The U.S. labor market added 175,000 jobs in April, another solid month for job gains, with over 60% of private-sector industries adding jobs. The unemployment rate ticked up slightly to 3.9%–it went from 3.83% to 3.86%–and the labor force participation rate held steady at 62.7%. To extract a stronger signal from the monthly data, it’s always useful to average over a few months; over the past three months, payrolls are up a strong 242,000 (see CEA’s jobs day X thread for a deeper dive into the report).

As we’ve discussed in many recent blogs, the persistently strong labor market—unemployment has now been below 4% for 27 months in row, the longest such period since the 1960s—has generated job and wage gains that are helping to power the strong, ongoing expansion.

At the same time, as economic expansions progress, we expect GDP and job growth to slow to a steadier and more stable pace than the breakneck growth pace coming out of the trough of the pandemic-induced recession. Economists have referred to this as “normalization” or sometimes, as “economic cooling.”

In this post, we show what that means in terms of some of the key variables that matter most to working households. BLUF: cooling or normalizing is necessary and positive. It irons out some of the residual kinks from the pandemic period and allows the economy to settle into a more sustainable pace, while maintaining robust job and earnings opportunities. The evidence presented below shows a cooling job market, but one that is cooling from unsustainably hot to a pace consistent with maintaining full employment conditions as well as slowly easing inflation.

Figure 1 shows the ongoing realignment of labor demand and labor supply. It simply subtracts the labor force from the sum of jobs plus vacancies. Putting aside the frictional unemployment that always persists in job markets, and making up simple numbers to elucidate the concept, if employment was 7 and there were 3 openings, demand equals 10; if the labor force also equals 10, then there’s no gap: supply and demand are aligned.

The figure shows that after sharply rebounding in 2020, labor demand soon far surpassed labor supply, a misalignment that can constrain a recovery. But as employment cooled and labor supply sped up, this measure started moving back towards its pre-pandemic level.

* **Exercise tasks**:
A: According to the labor market post, for how many consecutive months has unemployment been below 4%?
B: Continue the labor market post from its final sentence.

* **Stored items from a collection**:
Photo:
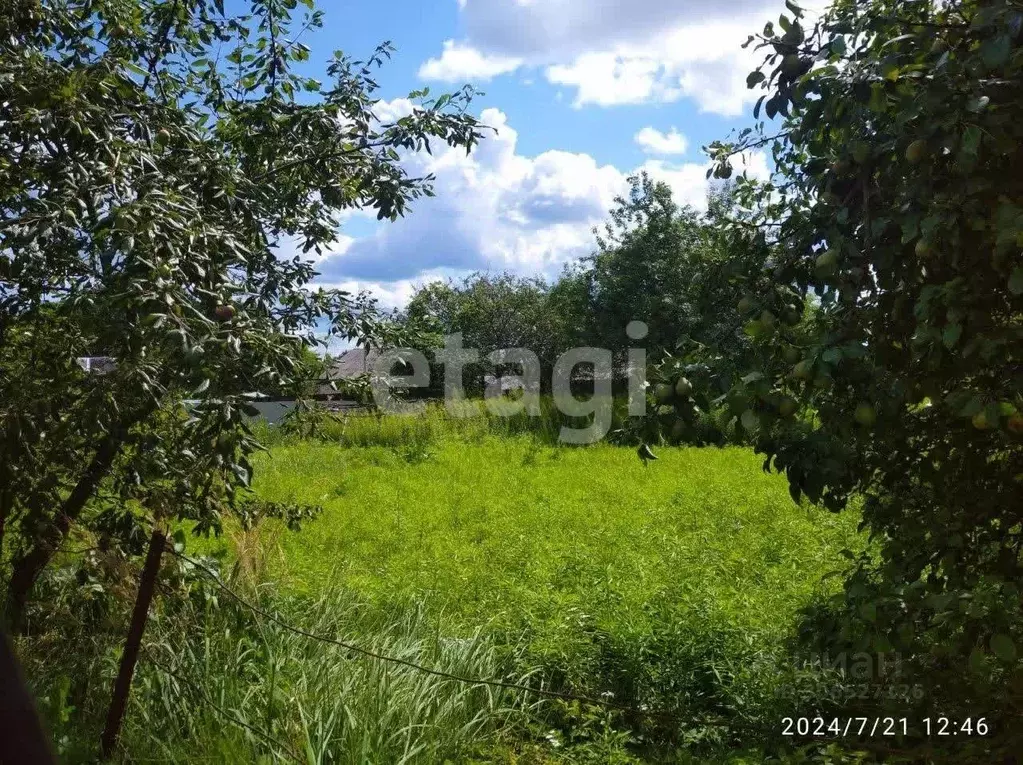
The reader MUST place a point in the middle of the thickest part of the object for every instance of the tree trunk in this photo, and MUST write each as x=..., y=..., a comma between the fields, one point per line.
x=129, y=658
x=28, y=568
x=23, y=738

* **Solved tasks**:
A: 27 months in a row.

B:
A relevant note on these dynamics that takes us back to today’s report is that the rebalancing of the labor market has come not from a decline in the employment rate, but from a combination of declining vacancies (reflecting cooling demand without job loss) offset by strong growth in the labor force (reflecting growing supply). One area where this important supply-side trend is particularly notable is in the labor supply of prime-age women (age 25-54). In April, their LFPR hit 78%, the highest level on record with data back to the late 1940s.

Figure 2 shows cooling wage gains, though importantly, gains that are still handily beating inflation, and have done so for over a year (note that we do not yet have April inflation data; March CPI inflation was 3.5%). The wage data here are for the 80% of private sector workers in non-managerial or blue-collar jobs. Over the past year, pay is up 4% for these low- and middle-wage workers. Driven by the sharp labor demand-over-supply pattern in the above figure, nominal wage growth for middle-wage workers spiked up to 7% in early 2022, but has gradually cooled to 4% in April.

As noted, for the past year or so, this wage series has outpaced inflation, meaning yearly real wage gains and greater purchasing power of these workers’ paychecks.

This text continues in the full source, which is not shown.